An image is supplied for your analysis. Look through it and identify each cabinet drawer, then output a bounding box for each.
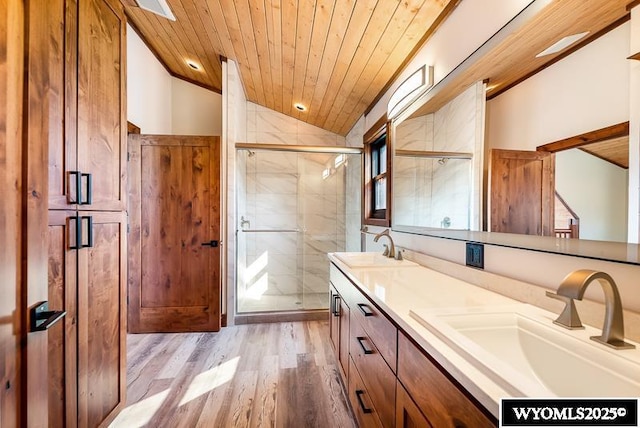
[398,334,497,428]
[349,359,382,428]
[349,320,396,427]
[351,286,398,373]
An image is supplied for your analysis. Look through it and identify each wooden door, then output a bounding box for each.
[0,0,24,428]
[76,0,127,211]
[489,149,555,236]
[47,210,78,427]
[77,211,127,427]
[129,135,220,333]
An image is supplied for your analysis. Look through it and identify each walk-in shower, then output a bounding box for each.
[236,144,362,314]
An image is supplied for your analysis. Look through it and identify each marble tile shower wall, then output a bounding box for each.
[238,151,352,301]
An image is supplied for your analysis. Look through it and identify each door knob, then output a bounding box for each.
[31,302,67,331]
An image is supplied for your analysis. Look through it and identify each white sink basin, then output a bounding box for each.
[333,253,417,268]
[410,304,640,397]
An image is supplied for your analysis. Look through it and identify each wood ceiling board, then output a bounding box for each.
[412,0,628,117]
[281,0,304,115]
[310,0,376,129]
[307,0,355,123]
[580,136,629,169]
[323,2,398,132]
[334,0,431,134]
[265,0,283,111]
[332,0,456,133]
[297,0,341,118]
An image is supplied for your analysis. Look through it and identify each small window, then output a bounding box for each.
[363,113,391,226]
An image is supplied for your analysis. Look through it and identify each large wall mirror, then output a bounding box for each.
[392,0,640,264]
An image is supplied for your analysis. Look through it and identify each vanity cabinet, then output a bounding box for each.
[398,334,496,428]
[330,286,349,379]
[330,263,497,428]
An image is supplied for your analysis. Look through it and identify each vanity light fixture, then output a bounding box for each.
[136,0,176,21]
[184,59,202,71]
[387,65,433,119]
[536,31,589,58]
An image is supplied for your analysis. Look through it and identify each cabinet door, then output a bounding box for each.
[396,382,431,428]
[337,298,349,378]
[47,211,78,427]
[78,211,126,427]
[329,286,340,357]
[77,0,127,211]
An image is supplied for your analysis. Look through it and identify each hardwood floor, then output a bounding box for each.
[111,321,356,428]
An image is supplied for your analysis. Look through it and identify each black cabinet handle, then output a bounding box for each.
[358,303,375,317]
[78,215,93,248]
[333,294,340,317]
[69,216,82,250]
[356,337,373,355]
[78,173,93,205]
[356,389,371,413]
[68,171,82,204]
[31,302,67,331]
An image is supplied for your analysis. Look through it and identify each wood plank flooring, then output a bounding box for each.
[110,321,356,428]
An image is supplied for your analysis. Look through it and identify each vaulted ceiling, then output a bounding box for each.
[122,0,457,135]
[121,0,638,135]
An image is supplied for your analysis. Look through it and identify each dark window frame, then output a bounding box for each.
[362,115,392,227]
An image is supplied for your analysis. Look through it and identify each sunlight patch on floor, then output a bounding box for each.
[109,389,169,428]
[180,357,240,406]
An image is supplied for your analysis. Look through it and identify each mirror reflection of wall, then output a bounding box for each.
[486,22,630,242]
[392,82,485,230]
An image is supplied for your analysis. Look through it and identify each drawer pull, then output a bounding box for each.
[356,389,371,413]
[356,337,373,355]
[358,303,375,317]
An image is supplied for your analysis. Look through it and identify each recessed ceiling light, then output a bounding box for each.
[136,0,176,21]
[185,59,202,71]
[536,31,589,58]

> **What needs to be done**
Present each line of the data above as a numbered list, omitting any blank lines and the picture.

> **Final result**
1. An image is supplied for your analysis. Look through it and identify each cabinet drawer, then output a bounding box for each.
2. [398,334,497,428]
3. [349,359,382,428]
4. [349,320,396,427]
5. [351,286,398,373]
6. An image is supplied for your analysis. Look through it and identify each wooden door, then output a bounding box for each.
7. [0,0,24,428]
8. [76,0,127,211]
9. [489,149,555,236]
10. [47,210,78,427]
11. [77,211,127,427]
12. [129,135,220,333]
13. An image is supplied for your analysis. Look through it and identify each walk-in shower, then output a bounding box for each.
14. [236,144,362,314]
15. An image is supplied for your analysis. Look through it and identify each marble tile shower wall, then output a bounding box for each.
16. [238,151,352,301]
17. An image is supplied for your analysis. Look through it and identify each door knob, then output a bounding box for each.
18. [31,302,67,331]
19. An image is supplied for your analysis. Look through it and identify each white sink basin, then output a bounding box for each.
20. [333,253,417,268]
21. [410,304,640,397]
22. An image is supplied for your analysis. Look through it and identify each wood ceiling board, then output a bounding box for each.
23. [412,0,628,117]
24. [281,0,304,115]
25. [310,0,376,129]
26. [307,0,355,123]
27. [580,136,629,169]
28. [323,2,398,132]
29. [334,0,431,134]
30. [265,0,283,111]
31. [332,0,456,133]
32. [297,0,341,118]
33. An image is supplied for your analysis. Look through it and identify each small window, then output a bounding box for each.
34. [363,113,391,226]
35. An image is supplied for your analysis. Look through it and identify each large wall mirror, then output a bounding box for each.
36. [392,0,640,264]
37. An image is supplied for your analysis. Look through it and identify each vanity cabinet, then output a bounding box for each.
38. [398,334,496,428]
39. [330,286,349,379]
40. [330,263,497,428]
41. An image is supplied for your analysis. Look through it and identify each vanity light fixture, then output a bounding box for each.
42. [136,0,176,21]
43. [184,59,202,71]
44. [387,65,433,119]
45. [536,31,589,58]
46. An image is supplied for your analysis. Look through it and identify each cabinet door, then output a bounding box for each.
47. [396,382,431,428]
48. [337,298,349,378]
49. [47,211,78,427]
50. [78,211,126,427]
51. [329,286,340,357]
52. [77,0,127,211]
53. An image is supplied for your analysis. Look through it and identify each hardwood floor, then output a bounding box for each.
54. [111,321,356,428]
55. An image is supplied for your analysis. Look through it and identify each black cabinet handle, then output a bounding box for each.
56. [358,303,375,317]
57. [78,215,93,248]
58. [333,294,340,317]
59. [69,216,82,250]
60. [356,337,373,355]
61. [78,173,93,205]
62. [356,389,371,413]
63. [68,171,82,204]
64. [31,302,67,331]
65. An image is supplied for your analysis. Look through it and identify each wood plank flooring, then output a bounding box for each.
66. [110,321,356,428]
67. An image is supplied for your analysis. Look through it and identify each vaulted ceiling, then output a bounding box for each.
68. [122,0,457,135]
69. [121,0,638,135]
70. An image is supplied for your analysis. Look through it and identify each dark window frame, then output a bounding box for each.
71. [362,115,392,227]
72. An image is supplied for your analysis. Look through it and identify each sunlight patch on floor, then output a bounding box for each.
73. [109,389,169,428]
74. [180,357,240,406]
75. An image is supplied for your analysis. Look through it and identify each mirror reflection of wall, then output a bounding box for each.
76. [486,22,630,242]
77. [392,82,485,230]
78. An image is supplied for your analysis. Look through it and identify each drawer pull, then output a bounding box for each.
79. [356,389,371,413]
80. [356,337,373,355]
81. [358,303,375,317]
82. An image is supplied for your analysis. Look through it and identify each recessed ceiling light, then output a bounding box for each.
83. [136,0,176,21]
84. [185,59,202,71]
85. [536,31,589,58]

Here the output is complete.